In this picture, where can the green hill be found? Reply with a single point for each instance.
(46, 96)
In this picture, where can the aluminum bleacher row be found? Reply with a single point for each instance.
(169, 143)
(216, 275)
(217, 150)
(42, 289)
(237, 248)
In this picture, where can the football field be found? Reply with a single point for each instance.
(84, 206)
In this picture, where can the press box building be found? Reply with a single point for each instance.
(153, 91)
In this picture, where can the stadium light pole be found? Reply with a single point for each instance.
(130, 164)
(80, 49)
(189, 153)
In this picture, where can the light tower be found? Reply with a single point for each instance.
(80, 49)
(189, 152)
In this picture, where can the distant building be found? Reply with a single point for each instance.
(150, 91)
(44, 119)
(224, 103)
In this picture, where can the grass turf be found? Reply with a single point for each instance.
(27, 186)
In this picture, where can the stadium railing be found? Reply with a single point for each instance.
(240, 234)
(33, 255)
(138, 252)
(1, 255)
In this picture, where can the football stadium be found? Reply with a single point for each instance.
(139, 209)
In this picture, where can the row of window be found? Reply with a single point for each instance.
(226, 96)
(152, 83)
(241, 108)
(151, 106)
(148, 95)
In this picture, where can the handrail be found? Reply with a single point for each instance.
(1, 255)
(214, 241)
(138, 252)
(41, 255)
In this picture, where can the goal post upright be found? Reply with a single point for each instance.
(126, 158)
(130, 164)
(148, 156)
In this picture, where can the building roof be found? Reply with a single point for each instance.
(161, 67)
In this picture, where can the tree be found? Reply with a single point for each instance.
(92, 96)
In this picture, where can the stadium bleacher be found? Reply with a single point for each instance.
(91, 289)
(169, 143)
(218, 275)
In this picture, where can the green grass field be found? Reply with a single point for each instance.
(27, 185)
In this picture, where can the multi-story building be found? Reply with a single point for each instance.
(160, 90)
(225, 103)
__________________________________________________
Copy out every one of the records above word for word, keeping each line as it stands.

■ FINISHED EXERCISE ■
In this picture, where can the green hill be found? Reply with a single point for each instance.
(46, 96)
In this picture, where can the aluminum bleacher row be found? Reply with a single point for each instance.
(169, 143)
(216, 275)
(217, 150)
(42, 289)
(237, 248)
In this picture, where can the football field be found? Reply with a single point for each instance.
(84, 206)
In this picture, where can the press box building be found? Reply with a single point for each instance.
(153, 91)
In this picture, where can the stadium light pole be found? Reply with a single point for each instance.
(130, 164)
(80, 49)
(189, 153)
In this picture, where can the light tower be found? Reply with a single point for each instance.
(80, 49)
(189, 152)
In this picture, where can the distant building be found? Reply with a single point for each instance.
(150, 91)
(44, 119)
(224, 103)
In this picture, where can the grass turf be found? Reply with a single point for each instance.
(27, 186)
In this picture, where can the stadium railing be found? Reply with a single point for each instance.
(240, 234)
(33, 255)
(138, 252)
(1, 255)
In this picture, where can the football stadium be found? Reply with a single point for each instance.
(139, 209)
In this picture, where can the row of window be found? Reply with a single point for each instance.
(226, 96)
(152, 83)
(241, 108)
(151, 106)
(148, 95)
In this picture, where can the handrail be found? Reply with a single point for each instance.
(1, 255)
(214, 241)
(138, 252)
(41, 255)
In this picture, where can the goal post upright be found? Reply with a single point for each instance.
(126, 158)
(130, 164)
(148, 156)
In this picture, where can the building roof be found? Reply with a single point for each instance.
(161, 67)
In this picture, where can the tree be found? Reply with a single point for each instance.
(92, 96)
In this picture, where can the stadium bleacher be found? Reply with a single point for each instance.
(91, 289)
(169, 143)
(218, 275)
In this picture, where can the green grass field be found? Reply with a single point for each instance.
(27, 185)
In this picture, where can the multi-story building be found? Reply with a single point for each instance.
(160, 90)
(225, 103)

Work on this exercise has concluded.